-------- DOCUMENT SEGMENT
However, the State and Justice Departments opposed S. 2963 and S. 605, based upon their desire to retain the ability to use the NSPA in a limited number of “egregious” cases. Without their support, both bills failed to pass. without any limitations on the scope of the NSPA, the NSPA and its related doctrine of civil forfeiture became the defining cultural property law of the U.S. (Recent attempts to amend the NSPA would have vastly expanded the scope of the NSPA. These include the failed U.S. Terrorism Art and Antiquity Revenue Prevention Act of 2016, or TAAR Act, which, among other things, proposed reducing the threshold of $5,000 value in the NSPA to $50 for cultural property.)

Senator Bob Dole, who worked with Moynihan to reform the N.S.P.A.

As William Pearlstein states in White Paper: A Proposal to Reform U.S. Law and Policy: [vi]

“The disjunction between the two statutes is nowhere more apparent than on this practical, mechanical level.  McClain throws into confusion the validity of the import certification process established under the Implementation Act, a feature that is critical to the integrity of the CPIA.  An importer of Designated Materials who takes the trouble to comply with the “satisfactory evidence” safe harbor under Section 307 or the “published/old collection” safe harbor under Section 312(2) should be dismayed to learn that McClain makes such compliance irrelevant.”

U.S. courts have examined foreign national patrimony statutes in several cases, coming to somewhat different conclusions but essentially laying out criteria that may determine whether a specific national patrimony statute is valid. Key cases include United States v. McClain, Peru v. Johnson,[vii]  and United States v. Schultz. However, whether a foreign statute will qualify as an ownership law for the purpose of a prosecution under the NSPA is not decided until a case comes to trial. However, only a handful of source country laws have been examined in the courts. The uncertainty and expense of a defense leaves U.S. collectors and collecting institutions unwilling to risk opposing a foreign claim. This lack of legal certainty chills individual and museums’ willingness to participate in the global art trade, even when buying from overseas, and even from other museums.[viii]

State and County Level Cases Involving the National Stolen Property Act

Colonel Matthew Bogdanos, USMC, conducts a Pentagon press briefing on Sept. 10, 2003. Author Helene C. Stikkel, U.S. Marine Corps photo.

In addition, U.S. federal and even county-level authorities have implemented ad hoc anti-antiquities trade policies in which civil forfeiture is used to seize objects that are assumed to be “stolen” without proof of the circumstances. U.S. courts have been willing to accept a foreign nation’s patrimony law to define an object as“stolen” under US law.  Authorities have utilized state laws not specifically designed for cultural property matters by adopting the terms of foreign patrimony laws that deem objects as stolen from ownership by the foreign state.
----------------
- **REQUIREMENTS**:
1. Print the passage on the National Stolen Property Act from "However, the State" through "for cultural property.)".
2. According to the passage on the National Stolen Property Act, why did S. 2963 and S. 605 fail to pass?
3. List the court cases that the passage on the National Stolen Property Act names as key cases on foreign national patrimony statutes.
The items below the passage come from a separate source.
-------- DATASET EXCERPTS
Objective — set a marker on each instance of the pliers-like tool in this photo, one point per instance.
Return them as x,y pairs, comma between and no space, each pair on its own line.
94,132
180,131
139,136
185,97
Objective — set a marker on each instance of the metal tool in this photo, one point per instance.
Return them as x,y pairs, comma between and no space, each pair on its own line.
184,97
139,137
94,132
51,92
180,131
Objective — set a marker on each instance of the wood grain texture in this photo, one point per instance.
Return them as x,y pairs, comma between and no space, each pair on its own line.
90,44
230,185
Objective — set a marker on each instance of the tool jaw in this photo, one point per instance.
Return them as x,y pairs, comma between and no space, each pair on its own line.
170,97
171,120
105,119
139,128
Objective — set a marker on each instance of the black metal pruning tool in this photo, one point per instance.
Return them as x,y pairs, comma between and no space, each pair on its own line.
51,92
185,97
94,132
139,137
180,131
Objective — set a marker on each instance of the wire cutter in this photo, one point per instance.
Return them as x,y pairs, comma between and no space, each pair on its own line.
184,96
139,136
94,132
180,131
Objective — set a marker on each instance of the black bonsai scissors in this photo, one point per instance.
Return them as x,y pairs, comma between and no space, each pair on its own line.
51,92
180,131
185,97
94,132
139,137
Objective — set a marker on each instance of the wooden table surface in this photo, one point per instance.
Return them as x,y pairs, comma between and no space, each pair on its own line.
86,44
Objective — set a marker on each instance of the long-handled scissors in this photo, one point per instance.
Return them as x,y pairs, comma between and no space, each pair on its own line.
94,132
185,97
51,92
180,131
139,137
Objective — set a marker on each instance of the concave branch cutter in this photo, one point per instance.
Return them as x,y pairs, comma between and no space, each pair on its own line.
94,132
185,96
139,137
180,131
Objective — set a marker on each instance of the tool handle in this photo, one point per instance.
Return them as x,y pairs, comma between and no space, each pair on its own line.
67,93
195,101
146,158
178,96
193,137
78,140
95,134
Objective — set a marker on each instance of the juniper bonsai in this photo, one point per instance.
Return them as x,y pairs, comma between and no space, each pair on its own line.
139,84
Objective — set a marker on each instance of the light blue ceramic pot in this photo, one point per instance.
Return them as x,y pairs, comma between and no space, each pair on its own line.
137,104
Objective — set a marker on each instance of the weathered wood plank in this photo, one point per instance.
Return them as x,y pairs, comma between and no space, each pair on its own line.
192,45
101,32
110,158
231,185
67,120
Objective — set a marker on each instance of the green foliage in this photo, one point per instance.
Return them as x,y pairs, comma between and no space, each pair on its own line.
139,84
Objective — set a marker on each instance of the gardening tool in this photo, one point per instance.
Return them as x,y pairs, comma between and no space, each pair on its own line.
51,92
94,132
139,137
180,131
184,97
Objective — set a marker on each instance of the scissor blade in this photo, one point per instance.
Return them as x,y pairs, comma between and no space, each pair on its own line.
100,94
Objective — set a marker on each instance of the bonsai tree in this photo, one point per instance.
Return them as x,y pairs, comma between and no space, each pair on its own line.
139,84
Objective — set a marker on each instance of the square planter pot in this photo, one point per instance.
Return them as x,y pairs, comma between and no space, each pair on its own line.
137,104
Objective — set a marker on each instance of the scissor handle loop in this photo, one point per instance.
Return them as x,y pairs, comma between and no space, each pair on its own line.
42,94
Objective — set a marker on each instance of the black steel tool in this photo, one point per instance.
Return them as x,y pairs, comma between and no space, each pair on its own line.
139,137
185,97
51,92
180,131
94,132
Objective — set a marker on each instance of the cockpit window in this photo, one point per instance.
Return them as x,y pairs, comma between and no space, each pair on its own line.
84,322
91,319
----------------
- **RESPONSE LIST**:
1.
However, the State and Justice Departments opposed S. 2963 and S. 605, based upon their desire to retain the ability to use the NSPA in a limited number of “egregious” cases. Without their support, both bills failed to pass. without any limitations on the scope of the NSPA, the NSPA and its related doctrine of civil forfeiture became the defining cultural property law of the U.S. (Recent attempts to amend the NSPA would have vastly expanded the scope of the NSPA. These include the failed U.S. Terrorism Art and Antiquity Revenue Prevention Act of 2016, or TAAR Act, which, among other things, proposed reducing the threshold of $5,000 value in the NSPA to $50 for cultural property.)

2. The State and Justice Departments opposed both bills because they wanted to keep the ability to use the NSPA in a limited number of "egregious" cases. Without the support of those departments, the bills failed.

3.
- United States v. McClain
- Peru v. Johnson
- United States v. Schultz